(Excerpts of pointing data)

↓

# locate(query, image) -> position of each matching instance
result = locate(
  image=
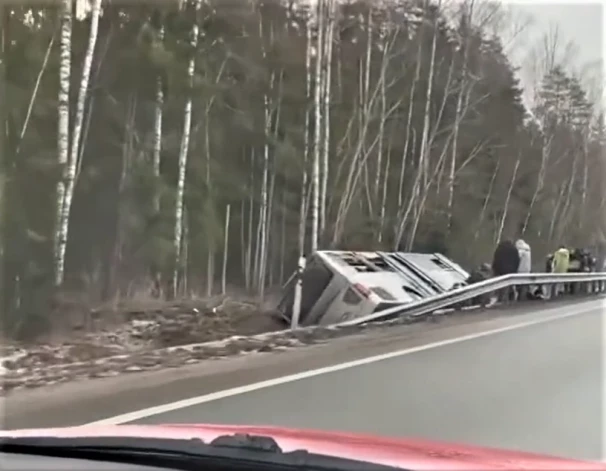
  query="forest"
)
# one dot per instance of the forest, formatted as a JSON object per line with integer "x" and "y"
{"x": 200, "y": 147}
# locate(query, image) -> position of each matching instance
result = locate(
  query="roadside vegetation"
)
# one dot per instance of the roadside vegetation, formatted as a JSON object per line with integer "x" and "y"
{"x": 195, "y": 149}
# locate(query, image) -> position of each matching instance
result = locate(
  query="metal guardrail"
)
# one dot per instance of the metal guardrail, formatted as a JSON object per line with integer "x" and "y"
{"x": 457, "y": 296}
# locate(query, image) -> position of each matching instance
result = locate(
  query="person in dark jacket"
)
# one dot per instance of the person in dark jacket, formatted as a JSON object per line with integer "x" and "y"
{"x": 482, "y": 273}
{"x": 506, "y": 260}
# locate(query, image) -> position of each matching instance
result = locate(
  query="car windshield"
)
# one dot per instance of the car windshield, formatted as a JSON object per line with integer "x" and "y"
{"x": 370, "y": 230}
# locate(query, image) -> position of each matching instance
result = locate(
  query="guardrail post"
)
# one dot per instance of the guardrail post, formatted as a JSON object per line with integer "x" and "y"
{"x": 296, "y": 306}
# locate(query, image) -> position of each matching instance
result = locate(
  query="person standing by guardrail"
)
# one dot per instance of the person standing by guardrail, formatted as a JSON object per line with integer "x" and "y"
{"x": 561, "y": 263}
{"x": 506, "y": 260}
{"x": 525, "y": 265}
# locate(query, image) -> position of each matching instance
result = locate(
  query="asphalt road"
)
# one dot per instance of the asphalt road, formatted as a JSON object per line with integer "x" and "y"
{"x": 537, "y": 388}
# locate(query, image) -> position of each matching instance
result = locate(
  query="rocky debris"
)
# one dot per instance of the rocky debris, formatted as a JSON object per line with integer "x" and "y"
{"x": 47, "y": 365}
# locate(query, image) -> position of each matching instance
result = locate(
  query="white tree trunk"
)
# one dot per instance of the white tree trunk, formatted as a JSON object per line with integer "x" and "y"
{"x": 225, "y": 250}
{"x": 157, "y": 139}
{"x": 315, "y": 173}
{"x": 63, "y": 133}
{"x": 183, "y": 152}
{"x": 72, "y": 165}
{"x": 306, "y": 142}
{"x": 326, "y": 92}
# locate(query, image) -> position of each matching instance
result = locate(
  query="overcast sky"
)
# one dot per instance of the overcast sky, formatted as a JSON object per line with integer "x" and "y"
{"x": 581, "y": 22}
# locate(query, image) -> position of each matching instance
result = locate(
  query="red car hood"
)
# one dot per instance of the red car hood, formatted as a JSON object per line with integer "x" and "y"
{"x": 410, "y": 454}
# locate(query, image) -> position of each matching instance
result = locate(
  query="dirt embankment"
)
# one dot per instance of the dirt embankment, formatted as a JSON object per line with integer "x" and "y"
{"x": 132, "y": 337}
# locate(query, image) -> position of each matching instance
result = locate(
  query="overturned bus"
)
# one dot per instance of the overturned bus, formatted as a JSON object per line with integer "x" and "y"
{"x": 338, "y": 286}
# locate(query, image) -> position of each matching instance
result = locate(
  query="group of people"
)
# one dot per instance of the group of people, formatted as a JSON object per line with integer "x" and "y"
{"x": 516, "y": 257}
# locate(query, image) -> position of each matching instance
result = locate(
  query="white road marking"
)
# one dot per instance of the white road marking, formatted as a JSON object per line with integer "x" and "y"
{"x": 151, "y": 411}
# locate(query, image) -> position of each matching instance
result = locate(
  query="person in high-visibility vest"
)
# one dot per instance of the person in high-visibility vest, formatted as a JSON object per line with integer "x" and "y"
{"x": 561, "y": 263}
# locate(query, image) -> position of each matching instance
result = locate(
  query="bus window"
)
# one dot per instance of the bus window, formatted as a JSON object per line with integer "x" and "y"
{"x": 316, "y": 279}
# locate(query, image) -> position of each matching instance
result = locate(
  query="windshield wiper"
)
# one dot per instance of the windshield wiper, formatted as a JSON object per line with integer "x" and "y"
{"x": 225, "y": 453}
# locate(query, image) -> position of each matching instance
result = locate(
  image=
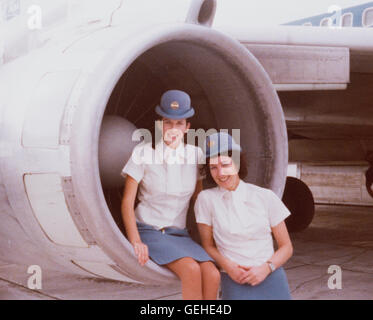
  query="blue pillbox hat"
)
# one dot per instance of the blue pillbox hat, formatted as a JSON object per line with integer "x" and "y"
{"x": 219, "y": 143}
{"x": 175, "y": 104}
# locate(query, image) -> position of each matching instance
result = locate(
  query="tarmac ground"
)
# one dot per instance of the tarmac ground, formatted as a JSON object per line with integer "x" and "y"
{"x": 333, "y": 260}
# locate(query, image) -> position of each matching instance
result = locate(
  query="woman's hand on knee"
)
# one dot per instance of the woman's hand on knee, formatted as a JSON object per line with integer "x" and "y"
{"x": 141, "y": 252}
{"x": 256, "y": 275}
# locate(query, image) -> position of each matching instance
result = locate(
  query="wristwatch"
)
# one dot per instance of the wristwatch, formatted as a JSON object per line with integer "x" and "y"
{"x": 271, "y": 266}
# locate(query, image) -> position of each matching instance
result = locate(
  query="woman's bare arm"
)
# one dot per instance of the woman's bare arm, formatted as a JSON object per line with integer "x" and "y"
{"x": 128, "y": 215}
{"x": 285, "y": 247}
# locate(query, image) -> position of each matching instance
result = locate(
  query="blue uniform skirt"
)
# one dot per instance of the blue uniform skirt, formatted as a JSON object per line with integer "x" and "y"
{"x": 274, "y": 287}
{"x": 170, "y": 244}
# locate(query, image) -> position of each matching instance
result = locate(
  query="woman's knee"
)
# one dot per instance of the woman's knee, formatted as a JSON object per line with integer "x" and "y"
{"x": 186, "y": 268}
{"x": 210, "y": 271}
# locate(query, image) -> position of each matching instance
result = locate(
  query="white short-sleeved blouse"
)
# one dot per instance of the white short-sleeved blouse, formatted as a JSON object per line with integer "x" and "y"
{"x": 241, "y": 221}
{"x": 167, "y": 179}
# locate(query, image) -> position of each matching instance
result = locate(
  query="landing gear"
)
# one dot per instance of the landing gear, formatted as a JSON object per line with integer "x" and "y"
{"x": 299, "y": 200}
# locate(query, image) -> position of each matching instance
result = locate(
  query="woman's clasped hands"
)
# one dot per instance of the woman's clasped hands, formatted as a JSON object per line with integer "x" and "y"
{"x": 246, "y": 274}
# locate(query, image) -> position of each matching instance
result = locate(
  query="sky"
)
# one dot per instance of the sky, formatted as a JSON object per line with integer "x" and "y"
{"x": 273, "y": 12}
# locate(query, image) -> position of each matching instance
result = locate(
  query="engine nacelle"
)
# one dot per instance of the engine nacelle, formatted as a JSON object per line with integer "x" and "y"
{"x": 56, "y": 211}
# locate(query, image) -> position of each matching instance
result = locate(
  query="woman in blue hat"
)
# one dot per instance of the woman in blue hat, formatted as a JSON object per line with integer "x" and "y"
{"x": 166, "y": 178}
{"x": 236, "y": 221}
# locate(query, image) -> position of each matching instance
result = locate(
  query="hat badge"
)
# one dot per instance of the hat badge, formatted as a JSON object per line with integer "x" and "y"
{"x": 174, "y": 105}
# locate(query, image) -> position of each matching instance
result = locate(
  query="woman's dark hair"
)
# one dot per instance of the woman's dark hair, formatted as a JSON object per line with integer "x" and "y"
{"x": 242, "y": 172}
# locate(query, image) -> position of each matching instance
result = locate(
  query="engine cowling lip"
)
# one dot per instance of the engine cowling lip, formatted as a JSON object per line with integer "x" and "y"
{"x": 88, "y": 117}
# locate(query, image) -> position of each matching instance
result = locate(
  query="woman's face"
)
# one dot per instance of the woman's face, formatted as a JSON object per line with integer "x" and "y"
{"x": 174, "y": 130}
{"x": 224, "y": 172}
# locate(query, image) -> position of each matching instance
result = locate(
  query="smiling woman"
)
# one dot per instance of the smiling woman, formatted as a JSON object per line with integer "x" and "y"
{"x": 236, "y": 221}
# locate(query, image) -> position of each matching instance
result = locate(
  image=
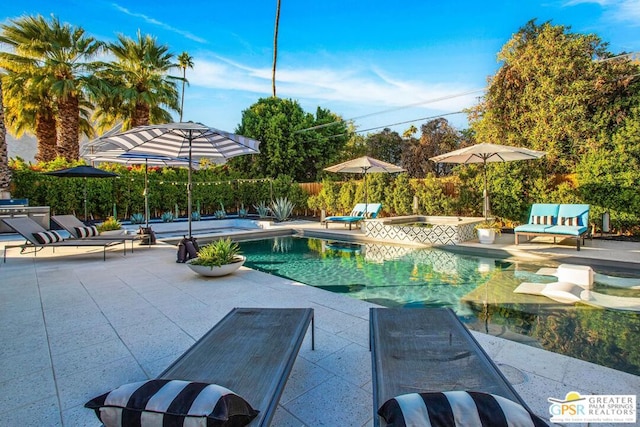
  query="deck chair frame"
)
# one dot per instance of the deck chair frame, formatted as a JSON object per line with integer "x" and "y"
{"x": 361, "y": 211}
{"x": 417, "y": 350}
{"x": 70, "y": 222}
{"x": 251, "y": 351}
{"x": 26, "y": 227}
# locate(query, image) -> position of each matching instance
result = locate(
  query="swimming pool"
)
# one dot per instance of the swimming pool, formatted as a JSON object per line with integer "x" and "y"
{"x": 479, "y": 290}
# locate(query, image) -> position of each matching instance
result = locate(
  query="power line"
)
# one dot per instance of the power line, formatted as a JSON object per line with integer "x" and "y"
{"x": 429, "y": 101}
{"x": 386, "y": 126}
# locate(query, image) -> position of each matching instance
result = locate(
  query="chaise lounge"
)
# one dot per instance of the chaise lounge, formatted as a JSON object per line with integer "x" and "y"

↑

◆ **EXERCISE REQUIREMENTS**
Pick out and copy every line in the items above that contains the string "tree", matching case exactly.

◆ **FULL RESPONSE**
  query="white tree trunk"
# one dot per instance of the white tree trunk, formatted as a JSON object per line with integer "x" and "y"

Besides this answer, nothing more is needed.